*Problem description:* All lines of the material below that include the string "written" are to be copied.

+++

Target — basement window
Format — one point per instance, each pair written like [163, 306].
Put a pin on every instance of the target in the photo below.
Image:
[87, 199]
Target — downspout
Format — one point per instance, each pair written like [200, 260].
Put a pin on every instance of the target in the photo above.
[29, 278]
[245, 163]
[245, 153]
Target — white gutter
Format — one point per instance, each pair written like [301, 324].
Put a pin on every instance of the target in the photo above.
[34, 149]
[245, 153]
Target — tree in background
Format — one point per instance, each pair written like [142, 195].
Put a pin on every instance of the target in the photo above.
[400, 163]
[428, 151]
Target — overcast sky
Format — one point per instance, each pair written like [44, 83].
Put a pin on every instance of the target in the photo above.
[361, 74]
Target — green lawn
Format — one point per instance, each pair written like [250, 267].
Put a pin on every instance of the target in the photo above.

+++

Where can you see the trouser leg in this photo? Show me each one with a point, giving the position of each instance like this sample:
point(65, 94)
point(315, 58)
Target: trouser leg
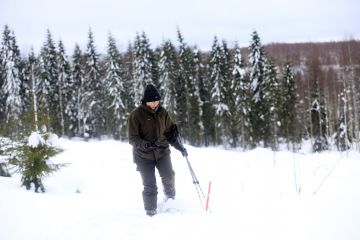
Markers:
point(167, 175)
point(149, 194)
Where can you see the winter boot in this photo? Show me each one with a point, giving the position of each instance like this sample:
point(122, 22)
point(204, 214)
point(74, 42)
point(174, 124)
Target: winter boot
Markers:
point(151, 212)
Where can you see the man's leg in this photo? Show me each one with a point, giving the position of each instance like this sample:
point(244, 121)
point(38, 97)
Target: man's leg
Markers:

+++

*Solution:*
Format — one point per instance, each pair written like [163, 306].
Format — one point per instance, each pair written like [200, 260].
Format — one point per instance, each pair written like [301, 324].
Format — one point per instance, each pair written like [142, 195].
Format — one point per instance, each pair written like [44, 83].
Format — one point per instance, each pair written like [250, 267].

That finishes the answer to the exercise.